Goal of the exercise - Can you rescale the listing below by reproducing every line, requests included, with each point coordinate in the answers multiplied by 0.25 and rounded to the nearest whole number, halves rounding up? The numbers in the requests and their sample format stay unchanged.

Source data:
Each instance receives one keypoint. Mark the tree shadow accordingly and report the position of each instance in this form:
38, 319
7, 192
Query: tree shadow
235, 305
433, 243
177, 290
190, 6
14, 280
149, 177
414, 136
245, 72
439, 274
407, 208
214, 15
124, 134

Complete output -
Each instance receives one keypoint. Mark the tree shadow accordingly and report the position of each instance in this form:
38, 319
7, 192
Query: tree shadow
59, 76
108, 61
44, 73
48, 2
4, 70
37, 44
104, 34
61, 18
110, 69
102, 52
54, 4
31, 34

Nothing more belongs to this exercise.